▶ [Required task]
What do the lines from the one containing "wheel with one point per instance." through the end of the entries say? Quote them exactly, and only them.

▶ [Data provided]

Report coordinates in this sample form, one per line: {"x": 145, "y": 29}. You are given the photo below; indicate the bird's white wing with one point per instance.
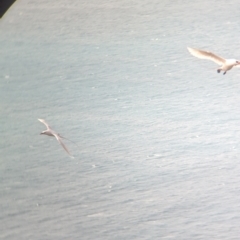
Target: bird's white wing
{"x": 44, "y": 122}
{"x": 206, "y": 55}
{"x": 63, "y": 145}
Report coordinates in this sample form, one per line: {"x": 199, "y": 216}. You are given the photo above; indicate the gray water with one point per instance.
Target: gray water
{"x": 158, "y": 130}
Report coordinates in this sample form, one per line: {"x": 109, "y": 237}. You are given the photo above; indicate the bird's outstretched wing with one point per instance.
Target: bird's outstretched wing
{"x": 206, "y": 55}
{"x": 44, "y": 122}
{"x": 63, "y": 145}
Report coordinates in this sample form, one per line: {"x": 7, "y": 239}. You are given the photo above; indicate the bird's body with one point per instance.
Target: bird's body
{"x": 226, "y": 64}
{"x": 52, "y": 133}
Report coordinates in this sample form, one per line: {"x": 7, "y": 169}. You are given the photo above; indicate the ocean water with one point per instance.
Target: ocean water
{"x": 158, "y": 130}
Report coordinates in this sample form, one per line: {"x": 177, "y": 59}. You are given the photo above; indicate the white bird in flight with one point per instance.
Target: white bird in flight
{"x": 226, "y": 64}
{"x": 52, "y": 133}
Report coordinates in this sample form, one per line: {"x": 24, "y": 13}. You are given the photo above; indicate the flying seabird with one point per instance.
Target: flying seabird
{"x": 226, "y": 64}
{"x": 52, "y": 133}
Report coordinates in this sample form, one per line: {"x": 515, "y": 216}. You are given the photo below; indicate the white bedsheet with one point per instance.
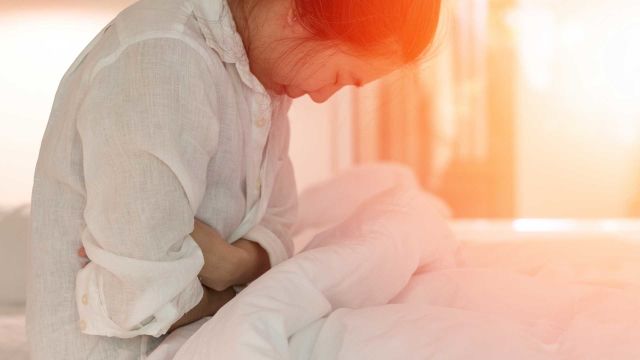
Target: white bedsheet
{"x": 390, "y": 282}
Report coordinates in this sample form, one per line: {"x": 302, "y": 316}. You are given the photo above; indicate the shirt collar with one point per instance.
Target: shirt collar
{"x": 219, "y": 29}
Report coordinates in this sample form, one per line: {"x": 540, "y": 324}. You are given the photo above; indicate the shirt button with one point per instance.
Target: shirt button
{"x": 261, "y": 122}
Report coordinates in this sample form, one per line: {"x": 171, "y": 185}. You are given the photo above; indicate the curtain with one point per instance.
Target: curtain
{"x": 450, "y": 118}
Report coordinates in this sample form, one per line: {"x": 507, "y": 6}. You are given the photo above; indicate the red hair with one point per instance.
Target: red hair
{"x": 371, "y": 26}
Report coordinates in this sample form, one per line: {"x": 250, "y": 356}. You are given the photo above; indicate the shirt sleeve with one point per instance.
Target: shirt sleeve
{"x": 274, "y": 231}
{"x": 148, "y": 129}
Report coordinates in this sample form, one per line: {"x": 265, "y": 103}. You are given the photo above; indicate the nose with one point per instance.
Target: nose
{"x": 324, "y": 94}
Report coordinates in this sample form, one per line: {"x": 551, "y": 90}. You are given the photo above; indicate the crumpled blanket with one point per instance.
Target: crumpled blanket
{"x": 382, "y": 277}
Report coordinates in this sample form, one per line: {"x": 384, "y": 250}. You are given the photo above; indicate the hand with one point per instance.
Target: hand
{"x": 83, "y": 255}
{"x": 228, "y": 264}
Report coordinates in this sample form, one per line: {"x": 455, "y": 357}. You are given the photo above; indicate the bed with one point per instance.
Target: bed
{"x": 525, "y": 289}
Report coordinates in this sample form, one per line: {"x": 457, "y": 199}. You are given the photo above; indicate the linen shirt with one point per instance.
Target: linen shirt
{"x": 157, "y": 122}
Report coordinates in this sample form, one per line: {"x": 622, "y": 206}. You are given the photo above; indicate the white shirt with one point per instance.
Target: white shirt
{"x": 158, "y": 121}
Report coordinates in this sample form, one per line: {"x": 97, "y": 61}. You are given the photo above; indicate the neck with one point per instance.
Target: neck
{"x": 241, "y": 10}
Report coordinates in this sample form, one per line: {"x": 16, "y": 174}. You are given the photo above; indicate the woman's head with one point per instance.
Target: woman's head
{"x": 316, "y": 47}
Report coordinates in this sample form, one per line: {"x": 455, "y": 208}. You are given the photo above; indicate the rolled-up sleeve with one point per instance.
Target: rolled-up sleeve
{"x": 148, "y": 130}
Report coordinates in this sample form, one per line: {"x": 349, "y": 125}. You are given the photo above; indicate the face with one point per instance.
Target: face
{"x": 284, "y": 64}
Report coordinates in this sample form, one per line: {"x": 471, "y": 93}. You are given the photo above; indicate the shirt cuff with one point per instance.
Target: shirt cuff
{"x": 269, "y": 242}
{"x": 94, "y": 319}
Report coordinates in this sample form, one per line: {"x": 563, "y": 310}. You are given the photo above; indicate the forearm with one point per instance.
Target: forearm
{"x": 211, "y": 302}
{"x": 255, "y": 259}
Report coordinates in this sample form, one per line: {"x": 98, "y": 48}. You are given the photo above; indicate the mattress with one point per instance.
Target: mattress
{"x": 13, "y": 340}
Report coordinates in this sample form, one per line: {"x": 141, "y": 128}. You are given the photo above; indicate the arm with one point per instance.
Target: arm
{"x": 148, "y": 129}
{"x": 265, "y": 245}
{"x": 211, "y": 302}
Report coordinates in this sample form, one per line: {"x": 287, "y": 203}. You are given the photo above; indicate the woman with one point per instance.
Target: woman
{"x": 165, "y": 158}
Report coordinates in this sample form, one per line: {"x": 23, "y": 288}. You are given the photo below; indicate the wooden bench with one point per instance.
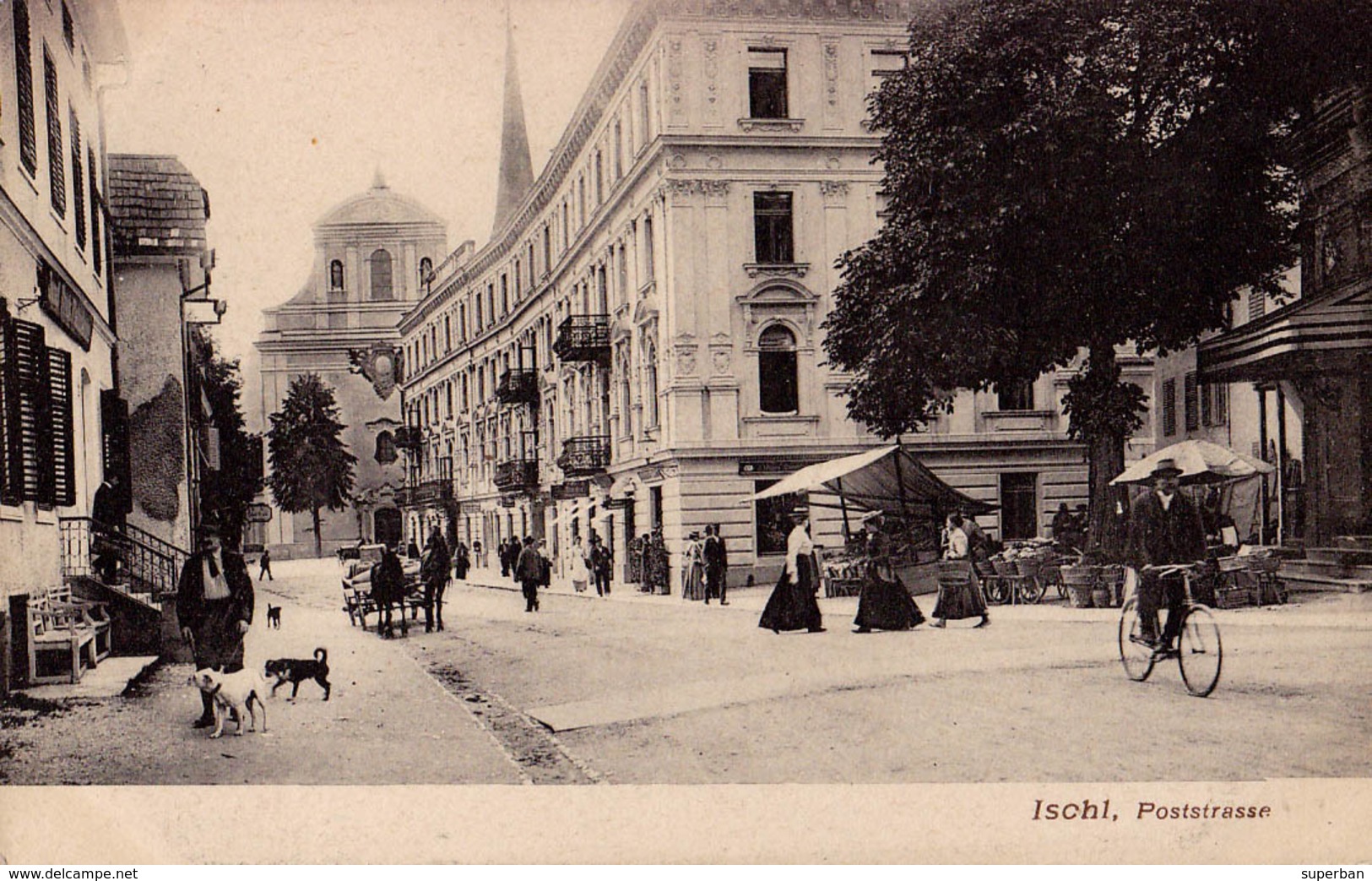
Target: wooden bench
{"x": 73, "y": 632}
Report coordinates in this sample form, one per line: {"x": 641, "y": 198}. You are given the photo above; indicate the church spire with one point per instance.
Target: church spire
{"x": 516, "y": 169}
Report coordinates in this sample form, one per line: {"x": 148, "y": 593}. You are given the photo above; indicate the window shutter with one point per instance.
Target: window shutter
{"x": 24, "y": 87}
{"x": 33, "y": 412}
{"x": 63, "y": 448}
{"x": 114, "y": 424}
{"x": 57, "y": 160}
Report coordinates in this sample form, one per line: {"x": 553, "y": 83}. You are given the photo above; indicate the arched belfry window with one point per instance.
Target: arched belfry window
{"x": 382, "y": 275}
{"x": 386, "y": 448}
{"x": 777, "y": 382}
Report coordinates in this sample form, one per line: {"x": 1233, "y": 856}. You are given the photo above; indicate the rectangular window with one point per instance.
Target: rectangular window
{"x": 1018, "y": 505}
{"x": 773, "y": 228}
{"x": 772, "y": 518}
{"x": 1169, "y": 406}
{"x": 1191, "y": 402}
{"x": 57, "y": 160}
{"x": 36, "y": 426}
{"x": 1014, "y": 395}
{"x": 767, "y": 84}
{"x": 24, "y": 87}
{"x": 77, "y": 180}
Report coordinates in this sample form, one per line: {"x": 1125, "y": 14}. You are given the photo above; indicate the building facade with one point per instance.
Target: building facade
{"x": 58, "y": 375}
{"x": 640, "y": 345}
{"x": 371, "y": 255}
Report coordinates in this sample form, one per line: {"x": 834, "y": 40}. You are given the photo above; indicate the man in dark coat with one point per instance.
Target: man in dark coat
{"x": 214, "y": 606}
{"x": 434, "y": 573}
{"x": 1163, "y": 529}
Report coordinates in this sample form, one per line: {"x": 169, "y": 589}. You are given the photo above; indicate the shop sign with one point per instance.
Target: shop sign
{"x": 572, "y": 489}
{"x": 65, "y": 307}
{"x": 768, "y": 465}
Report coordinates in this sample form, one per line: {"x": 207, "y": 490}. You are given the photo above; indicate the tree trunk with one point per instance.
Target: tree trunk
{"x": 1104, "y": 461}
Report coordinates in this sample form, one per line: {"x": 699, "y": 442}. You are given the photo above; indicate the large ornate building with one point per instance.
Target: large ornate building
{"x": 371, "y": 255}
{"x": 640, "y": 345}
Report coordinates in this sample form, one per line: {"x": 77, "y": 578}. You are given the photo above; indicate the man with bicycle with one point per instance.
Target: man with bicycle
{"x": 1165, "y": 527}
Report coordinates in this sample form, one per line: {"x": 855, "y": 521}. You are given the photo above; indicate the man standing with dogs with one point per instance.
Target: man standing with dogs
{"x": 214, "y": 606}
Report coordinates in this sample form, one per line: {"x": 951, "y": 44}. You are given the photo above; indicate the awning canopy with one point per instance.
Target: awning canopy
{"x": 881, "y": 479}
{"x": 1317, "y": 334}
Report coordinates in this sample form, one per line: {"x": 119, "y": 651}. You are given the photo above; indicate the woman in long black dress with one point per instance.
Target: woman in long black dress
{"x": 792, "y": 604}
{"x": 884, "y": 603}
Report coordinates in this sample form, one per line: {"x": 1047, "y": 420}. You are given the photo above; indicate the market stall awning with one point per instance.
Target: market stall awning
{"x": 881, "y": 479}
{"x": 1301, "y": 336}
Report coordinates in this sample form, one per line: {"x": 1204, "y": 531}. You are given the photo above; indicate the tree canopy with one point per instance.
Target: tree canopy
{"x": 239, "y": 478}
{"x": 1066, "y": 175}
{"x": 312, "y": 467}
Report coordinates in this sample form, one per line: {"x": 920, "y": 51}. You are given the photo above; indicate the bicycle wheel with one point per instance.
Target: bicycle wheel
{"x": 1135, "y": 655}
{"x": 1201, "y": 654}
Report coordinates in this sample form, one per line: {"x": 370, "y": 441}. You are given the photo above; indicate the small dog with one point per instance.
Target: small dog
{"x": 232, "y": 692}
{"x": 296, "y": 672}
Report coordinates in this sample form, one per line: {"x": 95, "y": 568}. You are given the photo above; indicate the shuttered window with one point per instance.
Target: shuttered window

▶ [Solution]
Report coordinates in this sample form, one per line: {"x": 920, "y": 51}. You are given the photo above; indicate the bicycle wheel with one point per instance.
Target: bicycle wheel
{"x": 1135, "y": 655}
{"x": 1201, "y": 654}
Report coordinates in this sample form, one per line: {"x": 370, "y": 441}. You are given the photo above; indicate the small dog with one point per instance.
Target: small dog
{"x": 232, "y": 692}
{"x": 296, "y": 672}
Report coordinates in this sample form, one per line: {"x": 95, "y": 568}. You are given the photo above; indicate the shuttered window with one point per instance.
Target: shuttered window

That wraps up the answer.